Document:

However, there will be cases where the best
interests of children would be served by them being adopted
by alternative families, despite the objections of the
parents. In these circumstances the Group recommends that
the court should retain the power to dispense with the
parents' agreement. The Group believes this
accords with its principles to respect and balance the
rights of parents and children with the welfare of children
being paramount.
Proposals to change grounds for dispensing with
parental agreement
3.20 Currently the court can dispense with agreement if
the parent:
- is not known, cannot be found or is incapable of
agreeing;
- is withholding agreement unreasonably;
- has persistently failed, without reasonable cause,
to carry out one or other of the parental
responsibilities:
- to safeguard the child's welfare
or
- to maintain contact;
- has seriously ill-treated the child, who is not
likely to return to live with the parent.
20
In considering whether to dispense with the agreement of
the parents, the court will consider whether there is
evidence to support one of these grounds and then whether
the agreement should be dispensed with.
21
3.21 The current Scottish grounds for dispensing with
agreement have been criticised as complicated and difficult
to apply, despite case law as to their interpretation. The
last three grounds usually mean that evidence has to be led
to show that birth parents have failed or are inadequate in
their parenting or have seriously ill-treated the child. On
the other hand, the current grounds are familiar to
practitioners and therefore well understood.

[Entries from a dataset]
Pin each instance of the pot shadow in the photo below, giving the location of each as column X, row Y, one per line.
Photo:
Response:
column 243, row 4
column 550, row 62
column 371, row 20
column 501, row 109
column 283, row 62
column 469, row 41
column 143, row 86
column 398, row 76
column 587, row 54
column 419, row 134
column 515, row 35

Your tasks:
**a)** In the adoption document, what power does the Group recommend the court should retain?
**b)** Copy out every line of the rows above, unchanged and in the same order.

Responses per task:
**a)** The power to dispense with the parents' agreement.

**b)**
Pin each instance of the pot shadow in the photo below, giving the location of each as column X, row Y, one per line.
Photo:
Response:
column 243, row 4
column 550, row 62
column 371, row 20
column 501, row 109
column 283, row 62
column 469, row 41
column 143, row 86
column 398, row 76
column 587, row 54
column 419, row 134
column 515, row 35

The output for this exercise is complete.